Collected data
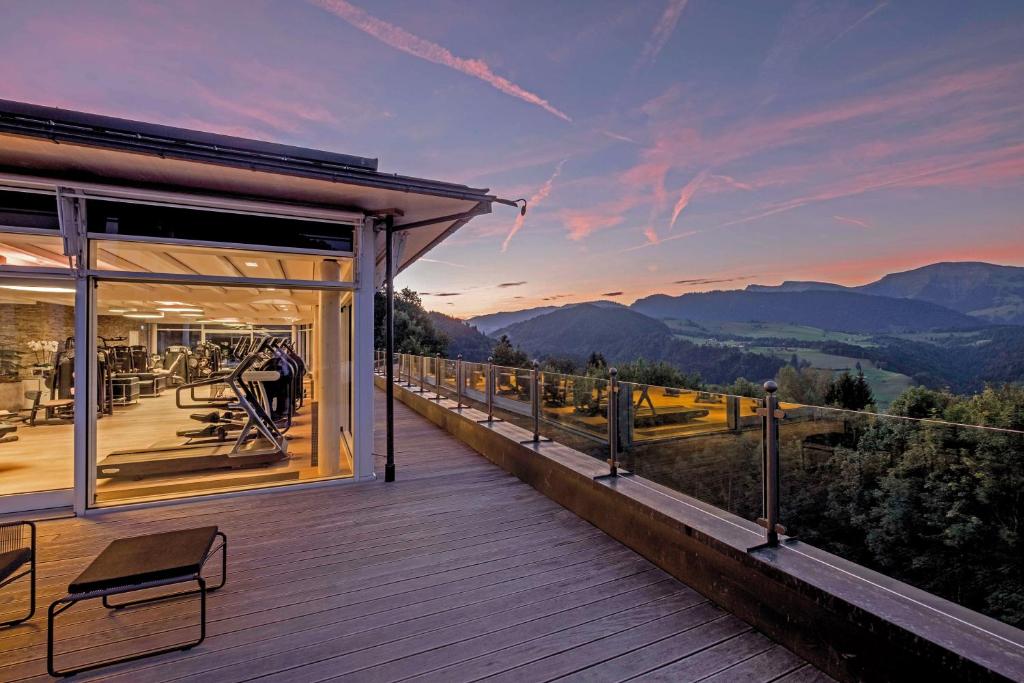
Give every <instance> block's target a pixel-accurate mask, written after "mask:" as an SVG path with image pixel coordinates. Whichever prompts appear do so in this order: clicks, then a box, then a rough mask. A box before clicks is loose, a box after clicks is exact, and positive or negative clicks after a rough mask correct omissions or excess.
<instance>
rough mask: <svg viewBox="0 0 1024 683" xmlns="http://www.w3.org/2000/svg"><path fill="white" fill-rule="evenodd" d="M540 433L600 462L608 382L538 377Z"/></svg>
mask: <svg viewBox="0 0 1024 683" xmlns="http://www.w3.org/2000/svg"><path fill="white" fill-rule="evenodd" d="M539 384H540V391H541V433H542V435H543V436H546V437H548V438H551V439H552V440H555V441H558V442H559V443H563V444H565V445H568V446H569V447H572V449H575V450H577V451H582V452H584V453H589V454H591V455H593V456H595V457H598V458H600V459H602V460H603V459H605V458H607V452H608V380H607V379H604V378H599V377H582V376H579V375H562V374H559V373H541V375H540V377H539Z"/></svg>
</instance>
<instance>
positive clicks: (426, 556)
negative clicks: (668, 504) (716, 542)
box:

### ACTIVITY
Return exactly the line that contains "</instance>" and every line after it, through the last line of the records.

### EXERCISE RESULT
</instance>
<instance>
positive clicks: (426, 556)
negative clicks: (668, 504) (716, 542)
box:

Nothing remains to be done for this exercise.